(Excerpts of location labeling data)
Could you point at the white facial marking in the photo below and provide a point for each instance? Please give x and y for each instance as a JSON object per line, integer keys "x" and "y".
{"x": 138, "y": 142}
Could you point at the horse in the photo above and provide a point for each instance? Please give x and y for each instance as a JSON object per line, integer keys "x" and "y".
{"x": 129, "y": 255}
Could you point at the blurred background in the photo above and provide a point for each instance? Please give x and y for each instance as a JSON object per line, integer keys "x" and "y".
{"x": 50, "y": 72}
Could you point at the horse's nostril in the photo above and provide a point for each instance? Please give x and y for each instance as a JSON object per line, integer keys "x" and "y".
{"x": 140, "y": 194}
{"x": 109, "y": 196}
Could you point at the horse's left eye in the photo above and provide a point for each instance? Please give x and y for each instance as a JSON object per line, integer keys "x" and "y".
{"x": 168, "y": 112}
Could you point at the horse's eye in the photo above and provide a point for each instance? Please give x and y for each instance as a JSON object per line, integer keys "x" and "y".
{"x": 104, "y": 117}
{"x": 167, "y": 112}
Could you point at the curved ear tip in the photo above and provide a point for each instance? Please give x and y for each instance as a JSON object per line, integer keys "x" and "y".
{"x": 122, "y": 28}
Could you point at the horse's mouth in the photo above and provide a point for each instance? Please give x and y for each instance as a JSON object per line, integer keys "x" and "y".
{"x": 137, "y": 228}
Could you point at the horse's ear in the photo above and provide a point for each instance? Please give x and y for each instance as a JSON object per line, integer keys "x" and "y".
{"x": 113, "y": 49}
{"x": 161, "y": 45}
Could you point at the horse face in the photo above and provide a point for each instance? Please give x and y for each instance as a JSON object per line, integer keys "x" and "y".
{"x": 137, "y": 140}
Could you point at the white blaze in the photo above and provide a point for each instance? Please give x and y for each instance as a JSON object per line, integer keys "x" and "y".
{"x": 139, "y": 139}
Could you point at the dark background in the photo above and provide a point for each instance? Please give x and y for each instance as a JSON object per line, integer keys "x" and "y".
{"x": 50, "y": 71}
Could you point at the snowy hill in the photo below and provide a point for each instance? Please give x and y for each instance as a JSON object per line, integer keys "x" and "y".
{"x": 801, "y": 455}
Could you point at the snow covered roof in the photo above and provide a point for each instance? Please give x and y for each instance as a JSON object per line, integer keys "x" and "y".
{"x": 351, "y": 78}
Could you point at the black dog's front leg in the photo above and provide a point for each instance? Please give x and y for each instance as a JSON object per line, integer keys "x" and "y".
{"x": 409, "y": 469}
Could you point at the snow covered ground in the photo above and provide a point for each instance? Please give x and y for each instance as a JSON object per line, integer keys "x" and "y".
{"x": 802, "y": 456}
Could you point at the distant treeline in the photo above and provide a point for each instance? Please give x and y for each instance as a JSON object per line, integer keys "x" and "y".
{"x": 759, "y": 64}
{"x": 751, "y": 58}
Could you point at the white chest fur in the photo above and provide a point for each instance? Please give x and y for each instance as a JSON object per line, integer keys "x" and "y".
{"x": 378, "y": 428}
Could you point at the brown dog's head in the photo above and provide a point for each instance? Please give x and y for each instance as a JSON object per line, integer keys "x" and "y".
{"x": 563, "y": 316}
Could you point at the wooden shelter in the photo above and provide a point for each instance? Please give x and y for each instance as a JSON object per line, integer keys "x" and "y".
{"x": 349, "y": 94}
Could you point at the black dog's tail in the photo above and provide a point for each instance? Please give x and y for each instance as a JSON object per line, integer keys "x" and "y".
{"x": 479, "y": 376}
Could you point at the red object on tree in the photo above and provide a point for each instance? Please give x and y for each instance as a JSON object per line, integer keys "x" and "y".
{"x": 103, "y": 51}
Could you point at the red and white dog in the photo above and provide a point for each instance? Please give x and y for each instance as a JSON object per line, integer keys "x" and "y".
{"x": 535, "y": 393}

## GOAL
Rewrite the entries above, swapping every "instance" for "occurrence" and leaving everything else unchanged.

## ANSWER BELOW
Could you point at the white facial marking in the photo below and provide a point for each occurrence? Please give x and y for each occurrence as a JSON object per line, integer keys "x" and "y".
{"x": 138, "y": 142}
Could you point at the horse in the photo above and provide a point for each occurrence? Please give x and y for each occurrence as a JSON object per line, integer keys "x" and "y".
{"x": 129, "y": 255}
Could you point at the blurred background in the photo above and provide a point for each occurrence? Please give x and y for each occurrence as a JSON object per line, integer keys "x" and "y".
{"x": 50, "y": 72}
Could you point at the horse's nostril in the photo above and provide a point for each occurrence? Please give x and y for each occurrence as a JSON object per line, integer keys "x" and "y".
{"x": 140, "y": 194}
{"x": 109, "y": 196}
Could you point at the horse's left eye in the photo above and provide a point for each occurrence? Please give x and y for each occurrence as a JSON object per line, integer keys "x" and "y".
{"x": 168, "y": 112}
Could you point at the horse's eye in the photo above and provide a point for each occurrence? Please give x and y for each occurrence as a JSON object per line, integer keys "x" and "y".
{"x": 104, "y": 117}
{"x": 167, "y": 112}
Could you point at the curved ear tip in the photo above and provide a point for each occurrence? Please give x and y for each occurrence as a JSON object per line, integer keys "x" and "y".
{"x": 122, "y": 28}
Could you point at the horse's mouth in the photo above and provide a point for each occurrence? Please give x and y for each occurrence as a JSON object per line, integer keys "x" and "y".
{"x": 137, "y": 228}
Could you point at the horse's ear in the photo above and provide a point for each occurrence? Please give x and y for each occurrence as a JSON object per line, integer keys "x" and "y".
{"x": 113, "y": 49}
{"x": 161, "y": 45}
Could you point at the horse face in the photo above and provide a point for each occurrence? Please give x and y for each occurrence as a JSON object per line, integer keys "x" and "y".
{"x": 137, "y": 140}
Could you point at the white blaze in the photo above and provide a point for each occurrence? Please give x and y for each occurrence as a JSON object per line, integer keys "x" and "y".
{"x": 139, "y": 139}
Could you point at the dark background in the photo above and provide a point for each occurrence? Please give x and y for each occurrence as a JSON object per line, integer keys "x" and "y".
{"x": 50, "y": 71}
Could you point at the snowy hill in the photo below and provide a point for each occurrence? Please give x and y for each occurrence as a JSON object per line, integer keys "x" and "y".
{"x": 801, "y": 455}
Could you point at the snow covered roof in the photo above and provide a point for each occurrence? Please give x and y for each occurrence as a JSON object per line, integer keys "x" and "y".
{"x": 351, "y": 78}
Could you point at the black dog's front leg in the photo above and provide a point for each occurrence? Please give x and y for each occurrence as a JSON object per line, integer keys "x" and "y".
{"x": 409, "y": 469}
Could you point at the snow covered ground in the photo above and provide a point for each occurrence? Please give x and y for each occurrence as a JSON object per line, integer keys "x" and "y".
{"x": 802, "y": 456}
Could you point at the distant treeline in the photo above and provide a point for each occurrence? Please give x and y for each occurrence as a JSON object per line, integer keys "x" and "y".
{"x": 759, "y": 64}
{"x": 751, "y": 58}
Could you point at the white chest fur in the photo above and provide a point for each occurrence? Please give x and y for each occurrence as a JSON object per line, integer keys "x" and "y".
{"x": 378, "y": 428}
Could you point at the brown dog's head in the photo above and provide a point for each occurrence? Please give x and y for each occurrence as a JSON object per line, integer keys "x" and "y".
{"x": 563, "y": 316}
Could you point at the wooden shelter in the photo above and provide a point for each occurrence? Please give x and y for each occurrence as a JSON object per line, integer keys "x" and "y".
{"x": 349, "y": 94}
Could you point at the black dog's tail in the photo above and provide a point for each occurrence? Please give x and y for each occurrence as a JSON object per line, integer keys "x" and "y".
{"x": 479, "y": 376}
Could you point at the red object on tree in the photo above and provide a point for each occurrence? Please give x and y for each occurrence as a JSON object per line, integer keys "x" and "y".
{"x": 103, "y": 51}
Could you point at the red and white dog in the photo above and provide a point for each occurrence? Please give x and y for each occurrence as a JSON object per line, integer keys "x" and "y".
{"x": 535, "y": 393}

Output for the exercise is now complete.